Trecho da página:
Hoje Giordano oferta dois cursos, um mais básico que ensina o passo a passo para a criação das aves e outro ensinando os processos de registros e regularização para embalar e vender.
Por ano, ele abre duas turmas no primeiro curso e uma no outro. Ele estima que cada turma conta, em média, com 800 alunos. A Escola ainda possui dois ebooks dentro da Hotmart. Hoje, o faturamento da companhia já passa de R$ 1 milhão por ano.
Nos próximos meses, a Escola de Avicultores também deve virar uma agroindústria. Giordano conta que adquiriu uma área de quase 9 hectares na região de Araraquara para montar, além de um sistema de produção de ovos caipiras, uma escola presencial.
“Nossa meta é chegar a 8 mil aves alojadas, com o público fazendo uma imersão presencial. No entreposto, esperamos produzir 5,2 mil ovos por dia”, conta. Ele estima que investirá R$ 700 mil para colocar o projeto de pé.
O mercado agro não é novo na plataforma da Hotmart. Abramo cita que em 2015, quando a companhia sediou um evento presencial, o Hotmart FIRE, a primeira palestra foi justamente de Miguel Cavalcanti, CEO da BeefPoint, que participou de uma plenária sobre administração de fazendas.

Dados de apontamento de regiões:

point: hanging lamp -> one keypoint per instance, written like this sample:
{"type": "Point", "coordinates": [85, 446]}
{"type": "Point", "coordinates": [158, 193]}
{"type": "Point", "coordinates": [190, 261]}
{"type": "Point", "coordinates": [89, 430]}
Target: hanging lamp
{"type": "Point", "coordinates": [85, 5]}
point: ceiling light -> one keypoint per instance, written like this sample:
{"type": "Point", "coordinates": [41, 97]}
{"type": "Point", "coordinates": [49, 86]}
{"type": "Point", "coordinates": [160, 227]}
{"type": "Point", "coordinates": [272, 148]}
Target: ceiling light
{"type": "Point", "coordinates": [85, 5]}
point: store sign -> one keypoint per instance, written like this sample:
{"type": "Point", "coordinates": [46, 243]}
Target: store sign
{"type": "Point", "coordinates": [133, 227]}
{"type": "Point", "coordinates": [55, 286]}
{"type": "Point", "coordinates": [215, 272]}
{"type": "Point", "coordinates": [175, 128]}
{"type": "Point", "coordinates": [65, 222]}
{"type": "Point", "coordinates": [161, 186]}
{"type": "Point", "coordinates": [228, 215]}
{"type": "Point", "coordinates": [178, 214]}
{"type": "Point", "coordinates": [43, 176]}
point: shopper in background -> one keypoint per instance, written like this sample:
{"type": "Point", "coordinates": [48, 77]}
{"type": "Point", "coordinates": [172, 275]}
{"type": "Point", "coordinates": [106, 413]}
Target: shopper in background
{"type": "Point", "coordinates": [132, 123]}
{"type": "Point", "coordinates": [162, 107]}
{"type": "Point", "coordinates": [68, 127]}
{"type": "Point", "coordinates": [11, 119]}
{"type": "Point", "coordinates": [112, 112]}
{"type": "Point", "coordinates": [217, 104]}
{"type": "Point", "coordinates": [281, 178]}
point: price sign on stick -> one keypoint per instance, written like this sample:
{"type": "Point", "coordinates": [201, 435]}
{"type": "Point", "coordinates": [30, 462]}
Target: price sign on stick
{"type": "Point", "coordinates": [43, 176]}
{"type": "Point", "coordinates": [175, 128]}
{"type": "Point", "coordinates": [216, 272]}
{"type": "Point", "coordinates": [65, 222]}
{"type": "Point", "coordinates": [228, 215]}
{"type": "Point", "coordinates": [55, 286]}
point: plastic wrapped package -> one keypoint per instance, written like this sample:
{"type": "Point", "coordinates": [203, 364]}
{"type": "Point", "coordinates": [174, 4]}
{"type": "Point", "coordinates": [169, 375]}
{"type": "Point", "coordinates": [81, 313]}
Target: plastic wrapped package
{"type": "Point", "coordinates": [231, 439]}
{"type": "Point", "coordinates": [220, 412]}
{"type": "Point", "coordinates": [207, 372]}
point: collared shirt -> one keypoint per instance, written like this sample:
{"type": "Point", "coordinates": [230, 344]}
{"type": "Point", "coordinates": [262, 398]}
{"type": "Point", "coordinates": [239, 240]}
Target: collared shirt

O que fazer:
Dê continuidade ao texto sobre a Escola de Avicultores e o mercado agro na Hotmart, começando logo após a última frase apresentada.

Resultado da tarefa:
O executivo, inclusive, vende cursos dentro da Hotmart até hoje. A aceleração vista nos últimos anos, segundo Alexandre Abramo, ganhou mais tração durante a pandemia de Covid-19.
Com grande parte da população dentro de casa, muitos descobriram que havia um mundo de cursos online fora do tradicional, acredita o diretor.
Globalmente, a Hotmart possui 600 mil cursos e produtos como ebooks, estima Abramo, e no Brasil, são 4 mil voltados ao agro, cerca de 8% do total nacional.
“A tendência é o agro colar nos top 4 mercados. A barreira era o entendimento das pessoas de que poderiam usar a internet para aprender sobre o setor. Começamos a representar melhor a economia do Brasil na base da Hotmart, disse Abramo”.
Monetizando paixões
A possibilidade de vender produtos na Hotmart também criou empreendedores. A paixão pelo universo das abelhas e um conhecimento em marketing uniu o casal Gabriel Benoski e Giulia Forjaz em um negócio.
Benoski, que é estudante de ciências biológicas, sempre foi um entusiasta da preservação do meio ambiente e, por meio de uma reportagem que assistiu quando era criança, resolveu montar uma armadilha para capturar abelhas sem ferrão.
Quando se debruçou sobre o tema, viu que havia poucas informações científicas sobre cultivo da meliponicultura (criação de abelhas sem ferrão) e, conforme ia capturando esses dados, divulgava tudo via redes sociais.
Com cada vez mais interessados, ele uniu a visão de marketing da sócia e juntos criaram um curso de como criar as abelhas sem ferrão. “Falávamos com outros produtores e vimos que existia potencial para gerar impacto na natureza”, contou o sócio.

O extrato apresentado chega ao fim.